— BEGIN —
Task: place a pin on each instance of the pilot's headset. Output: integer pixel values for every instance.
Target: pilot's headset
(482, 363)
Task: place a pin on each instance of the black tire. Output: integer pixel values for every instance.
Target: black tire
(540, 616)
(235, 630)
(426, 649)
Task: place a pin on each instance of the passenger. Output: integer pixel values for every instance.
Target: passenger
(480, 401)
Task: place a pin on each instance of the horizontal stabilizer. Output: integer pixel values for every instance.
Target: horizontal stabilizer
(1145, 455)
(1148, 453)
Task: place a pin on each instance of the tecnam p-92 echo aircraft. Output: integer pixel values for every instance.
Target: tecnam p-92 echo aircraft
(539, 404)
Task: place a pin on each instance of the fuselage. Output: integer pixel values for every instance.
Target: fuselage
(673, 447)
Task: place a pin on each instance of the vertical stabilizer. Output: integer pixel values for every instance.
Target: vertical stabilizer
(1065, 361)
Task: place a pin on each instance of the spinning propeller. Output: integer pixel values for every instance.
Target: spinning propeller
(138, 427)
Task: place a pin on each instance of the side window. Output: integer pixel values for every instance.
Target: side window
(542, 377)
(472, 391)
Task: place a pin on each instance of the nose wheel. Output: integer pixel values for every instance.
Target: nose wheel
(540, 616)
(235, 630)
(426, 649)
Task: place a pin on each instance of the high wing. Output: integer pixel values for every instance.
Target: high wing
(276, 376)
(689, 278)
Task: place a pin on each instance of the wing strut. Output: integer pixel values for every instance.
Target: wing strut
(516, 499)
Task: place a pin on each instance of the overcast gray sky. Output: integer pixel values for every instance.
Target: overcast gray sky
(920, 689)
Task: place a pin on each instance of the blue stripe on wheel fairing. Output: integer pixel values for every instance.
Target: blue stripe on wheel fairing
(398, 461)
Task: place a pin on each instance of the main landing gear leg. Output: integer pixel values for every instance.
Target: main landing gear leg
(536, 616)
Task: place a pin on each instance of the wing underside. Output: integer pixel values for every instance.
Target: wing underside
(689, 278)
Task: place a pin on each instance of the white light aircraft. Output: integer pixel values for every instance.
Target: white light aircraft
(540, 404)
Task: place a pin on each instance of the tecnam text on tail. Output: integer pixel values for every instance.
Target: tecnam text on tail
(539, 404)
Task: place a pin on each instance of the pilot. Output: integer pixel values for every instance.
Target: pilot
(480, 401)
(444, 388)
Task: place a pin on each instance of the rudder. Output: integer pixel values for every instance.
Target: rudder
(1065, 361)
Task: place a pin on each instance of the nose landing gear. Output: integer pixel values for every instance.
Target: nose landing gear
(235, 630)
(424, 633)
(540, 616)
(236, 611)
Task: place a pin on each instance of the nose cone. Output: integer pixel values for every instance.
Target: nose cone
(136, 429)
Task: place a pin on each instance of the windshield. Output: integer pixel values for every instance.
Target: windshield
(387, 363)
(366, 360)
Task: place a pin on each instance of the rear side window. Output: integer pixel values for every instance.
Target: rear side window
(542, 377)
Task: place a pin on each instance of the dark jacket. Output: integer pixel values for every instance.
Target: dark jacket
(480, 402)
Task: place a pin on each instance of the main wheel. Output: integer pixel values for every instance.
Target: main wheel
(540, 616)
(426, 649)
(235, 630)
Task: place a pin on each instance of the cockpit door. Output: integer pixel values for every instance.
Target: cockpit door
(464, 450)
— END —
## The request
Swap "place a pin" for "put a dot" in every one of the records above and write them all out again, leaving everything else unchanged.

## Finished exercise
Task: put a dot on each instance of the pilot's headset. Output: integer pixel values for every instance.
Target: pilot's headset
(482, 363)
Task: put a dot on each instance of the black tire. Output: integer pixel values for every instance.
Target: black tire
(540, 616)
(235, 630)
(426, 649)
Task: put a dot on each instance of the passenger. Output: integer pixel values for every instance.
Target: passenger
(480, 401)
Task: put a dot on each instance of the horizontal stabilizer. Output: integer pixel values for every instance.
Target: horizontal stabilizer
(1145, 455)
(1148, 453)
Task: put a dot on each instance of the tecnam p-92 echo aircraft. Output: integer pixel values for every instance.
Target: tecnam p-92 echo aircraft
(539, 404)
Task: put a dot on each instance of the fuselage. Output: integer pixel values for every instance.
Target: fuselage
(673, 447)
Task: put a dot on each instance of the vertical stabilizer. Output: integer pixel values for every instance.
Target: vertical stabilizer
(1065, 361)
Task: put a dot on each instance of the spinning propeller. Output: integer pixel values for every instance.
Target: spinning propeller
(138, 427)
Task: put a dot on each instance of the side window. Output: integer pixel values for every instance.
Target: side window
(542, 377)
(472, 391)
Task: put a dot on each instance of the nose wheel. Output: integer pixel values for every instance.
Target: nose wheel
(540, 616)
(235, 630)
(426, 649)
Task: put a dot on each instance of the high wing. Output: integer pixel values for every instance.
Target: high wing
(276, 376)
(689, 278)
Task: put a dot on each instance of the wing strut. Output: integer pixel values for every instance.
Target: wing strut
(516, 499)
Task: put a dot on each instance of the overcast gray sky. Output: integer pixel values for every instance.
Target: overcast gray sky
(920, 689)
Task: put a dot on each instance of the blue stripe on wheel fairing. Output: integer pixel values for every instance.
Target: blue stripe on wheel fairing
(398, 461)
Task: put a dot on each instance of the main landing gear leg. Output: integer pixel values for every instance.
Target: main landing gear leg
(536, 616)
Task: put a dot on each instance of the wing underside. Output: integer pixel values for every instance.
Target: wing underside
(689, 278)
Task: put a dot on each instance of the white light aircraft. Output: integer pixel values for every instance.
Target: white light aircraft
(540, 404)
Task: put a dot on each instance of the tecnam text on tail. Output: integer pixel values for every instance.
Target: tecnam text on tail
(539, 404)
Task: put a dot on each instance of the pilot. Output: integer pixel values for every instance.
Target: pilot
(480, 401)
(444, 388)
Task: put a dot on each instance of the rudder. Output: integer pixel values for every instance.
Target: rudder
(1065, 361)
Task: put a dot on each instance of the nose landing gear. Output: integer pixel values for every instance.
Target: nose landing gear
(235, 630)
(424, 633)
(540, 616)
(236, 611)
Task: put a dot on each instance of the nose cone. Output: integer pixel values for every instance.
Target: nose cone
(136, 429)
Task: put a dot on each instance of the windshield. Output: integer pixel values for every instance.
Target: windshield
(387, 363)
(366, 360)
Task: put a dot on each instance of the rear side window. Output: integer pixel values for every instance.
Target: rear side window
(542, 377)
Task: put a dot on each instance of the dark jacket. Output: integer pixel values for every instance.
Target: dark jacket
(480, 402)
Task: put a dot on each instance of the main wheel. Output: integer pixel values for every instance.
Target: main wheel
(540, 616)
(426, 649)
(235, 630)
Task: put a dot on each instance of the cockpit door. Output: integer pixel values for every instance.
Target: cockpit door
(464, 450)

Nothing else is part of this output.